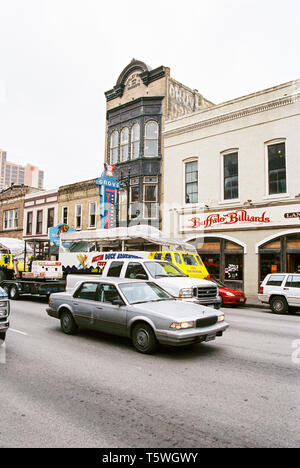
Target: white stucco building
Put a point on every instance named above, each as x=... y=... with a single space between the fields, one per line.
x=232 y=184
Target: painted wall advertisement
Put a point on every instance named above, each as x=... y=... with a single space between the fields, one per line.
x=108 y=186
x=286 y=215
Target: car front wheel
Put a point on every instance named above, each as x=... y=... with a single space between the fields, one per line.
x=144 y=339
x=67 y=323
x=279 y=305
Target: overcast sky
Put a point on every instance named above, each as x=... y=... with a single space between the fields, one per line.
x=58 y=57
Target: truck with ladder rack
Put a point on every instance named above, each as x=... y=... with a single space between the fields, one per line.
x=35 y=274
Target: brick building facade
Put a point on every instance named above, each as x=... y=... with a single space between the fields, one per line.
x=78 y=205
x=12 y=210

§ **EXERCISE**
Transcribe each record exactly as it appears, but omit every picture.

§ **RESPONSE TO THE TASK**
Target: white stucco building
Put a point on every instance named above, each as x=... y=... with a single space between the fields, one per line.
x=232 y=184
Target: painted wall advertisement
Put a point on every instance named above, each as x=... y=... with a single space between the fields, one per line.
x=108 y=186
x=286 y=215
Target: car front wheel
Put a point on every instance named above, each as x=... y=... with a single space between the fields, one per line.
x=144 y=339
x=67 y=323
x=279 y=305
Target: overcast sky
Put a point on every instance named above, each as x=... y=... with a single space between the fields, one per line.
x=58 y=57
Target: truck with ladder rack
Put a point on every instance named above, each as x=... y=... with a single space between the fields, one per line.
x=35 y=274
Target: brick building facade
Put a point on every instance named above, each as x=... y=... with a single space between the fields, one per line.
x=78 y=205
x=12 y=210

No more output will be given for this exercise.